* **AIM OF THE TASK**: Swap every "turning-movement study" in the listing below for "intersection survey". Reproduce the listing with nothing else changed.

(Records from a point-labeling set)
● ● ●
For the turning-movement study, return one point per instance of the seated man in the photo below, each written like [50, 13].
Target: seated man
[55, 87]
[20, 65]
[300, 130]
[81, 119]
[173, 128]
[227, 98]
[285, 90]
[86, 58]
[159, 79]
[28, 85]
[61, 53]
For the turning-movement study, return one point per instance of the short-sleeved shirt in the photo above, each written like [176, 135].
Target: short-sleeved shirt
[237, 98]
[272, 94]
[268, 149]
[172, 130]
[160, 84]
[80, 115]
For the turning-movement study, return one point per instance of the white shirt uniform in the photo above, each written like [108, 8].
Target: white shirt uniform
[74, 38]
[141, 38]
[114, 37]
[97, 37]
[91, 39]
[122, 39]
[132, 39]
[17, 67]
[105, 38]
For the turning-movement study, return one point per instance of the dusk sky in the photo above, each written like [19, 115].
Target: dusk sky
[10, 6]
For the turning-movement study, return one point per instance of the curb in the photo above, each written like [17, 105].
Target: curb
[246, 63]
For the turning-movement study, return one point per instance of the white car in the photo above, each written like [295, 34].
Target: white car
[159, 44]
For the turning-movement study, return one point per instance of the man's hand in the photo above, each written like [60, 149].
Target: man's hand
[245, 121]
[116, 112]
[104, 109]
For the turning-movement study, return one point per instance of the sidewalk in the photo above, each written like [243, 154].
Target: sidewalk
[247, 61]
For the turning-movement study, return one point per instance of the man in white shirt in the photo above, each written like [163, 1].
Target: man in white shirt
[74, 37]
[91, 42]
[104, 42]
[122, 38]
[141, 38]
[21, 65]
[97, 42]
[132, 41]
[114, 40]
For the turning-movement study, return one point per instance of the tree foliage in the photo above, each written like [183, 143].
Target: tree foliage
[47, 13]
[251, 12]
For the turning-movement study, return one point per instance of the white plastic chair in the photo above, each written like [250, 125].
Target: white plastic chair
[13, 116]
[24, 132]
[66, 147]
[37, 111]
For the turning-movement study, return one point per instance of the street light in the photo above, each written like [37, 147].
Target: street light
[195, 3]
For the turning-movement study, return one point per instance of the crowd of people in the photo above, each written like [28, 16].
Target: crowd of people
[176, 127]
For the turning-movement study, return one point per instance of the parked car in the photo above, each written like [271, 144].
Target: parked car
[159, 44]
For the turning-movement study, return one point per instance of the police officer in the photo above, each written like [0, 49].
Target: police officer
● ● ●
* **FINISHED TASK**:
For the intersection survey, return one point per instance of the seated man in the photo below, each written like [50, 13].
Target: seated man
[55, 87]
[20, 65]
[300, 130]
[81, 119]
[173, 128]
[227, 98]
[285, 90]
[86, 58]
[159, 79]
[28, 85]
[61, 53]
For the intersection survey, return one point per instance of the short-sleeved shirt in the photo above, each written like [176, 135].
Target: short-sleeved shirt
[237, 98]
[272, 94]
[268, 149]
[172, 130]
[160, 84]
[80, 115]
For the intersection survey, return one point per instance of the white shirt uniform in the photo above, each written like [108, 8].
Target: white shirt uniform
[74, 38]
[141, 38]
[114, 37]
[97, 37]
[91, 39]
[122, 39]
[132, 39]
[17, 67]
[105, 38]
For the intersection survey, return one point per instance of the dusk sky in the photo above, each written like [19, 115].
Target: dusk sky
[10, 6]
For the intersection survey, return one point per instance of the curb in the photo above, each written like [17, 105].
Target: curb
[246, 63]
For the intersection survey, return one point per instance of the white car in the photo above, each written like [295, 34].
Target: white car
[159, 44]
For the intersection survey, return one point per instance of the man's hand in the photo above, each written like [60, 149].
Target: man's hand
[245, 121]
[116, 112]
[104, 109]
For the intersection survey, return one point per instance of the sidewalk in the photo above, each written like [243, 154].
Target: sidewalk
[247, 61]
For the intersection survey, return one point per instance of the man in white shirt in the photo above, each written like [163, 1].
Target: man in white shirt
[74, 37]
[91, 42]
[104, 42]
[122, 38]
[141, 38]
[21, 65]
[97, 42]
[132, 41]
[114, 40]
For the intersection survey, return one point per instance of the tree foliage in the photo above, each written like [183, 143].
Target: tree foliage
[47, 13]
[251, 12]
For the intersection survey, return one point per instance of the white plastic chair in the photo above, each written like [250, 125].
Target: white plastic chair
[13, 116]
[24, 132]
[66, 147]
[37, 111]
For the intersection survey, return one point per instance of the street light in the photo above, each written like [37, 147].
Target: street light
[195, 3]
For the intersection survey, return one point per instance of the crowd of people in the photo above, each written like [28, 16].
Target: crowd of people
[176, 127]
For the intersection survey, return one point per instance of the parked car in the photo above, each written like [271, 144].
Target: parked car
[159, 44]
For the intersection survey, return one point per instance of the police officer in the photo above, each written like [0, 49].
Target: police officer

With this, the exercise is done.